---------- Supplied material ----------

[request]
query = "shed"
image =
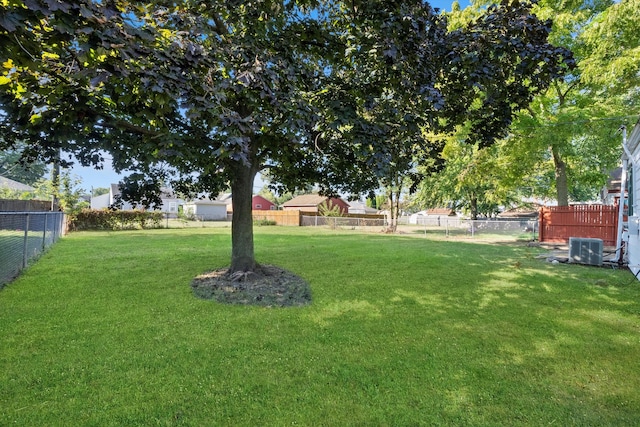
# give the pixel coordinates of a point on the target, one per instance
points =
(312, 202)
(207, 209)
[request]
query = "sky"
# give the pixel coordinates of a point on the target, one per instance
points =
(92, 178)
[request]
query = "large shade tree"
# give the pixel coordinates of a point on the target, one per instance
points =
(205, 95)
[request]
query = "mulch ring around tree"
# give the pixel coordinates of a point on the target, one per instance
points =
(267, 285)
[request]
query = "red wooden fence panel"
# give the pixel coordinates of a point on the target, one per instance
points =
(558, 223)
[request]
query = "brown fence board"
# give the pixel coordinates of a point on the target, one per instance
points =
(280, 217)
(559, 223)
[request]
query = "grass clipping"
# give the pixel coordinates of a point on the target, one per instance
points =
(267, 286)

----------

What is expected >> Without the pictures, return all the records precisely as they stand.

Exercise answer >>
[request]
query = "shed"
image =
# give the pixel coordinates of a point on the target, one per instance
points =
(312, 202)
(207, 209)
[request]
query = "sky"
# give the pixel coordinates of a point on the target, one per instance
points =
(92, 178)
[request]
query = "large shade tree"
# give the pixel coordinates of a point on the target, one per instance
points =
(205, 95)
[request]
query = "mulch ring around tree"
# give the pixel coordinates of a point on the target, one per instance
points =
(267, 285)
[request]
query = "red wooden fence panel"
# give the pixel coordinates of a point on the target, one per instance
points =
(558, 223)
[request]
query = "brown fence board"
# give the pixel coordinates of a point on the target, one per instance
points =
(280, 217)
(559, 223)
[request]
query = "grass clipping"
# give the pixel coordinates of a point on the target, one per instance
points =
(267, 286)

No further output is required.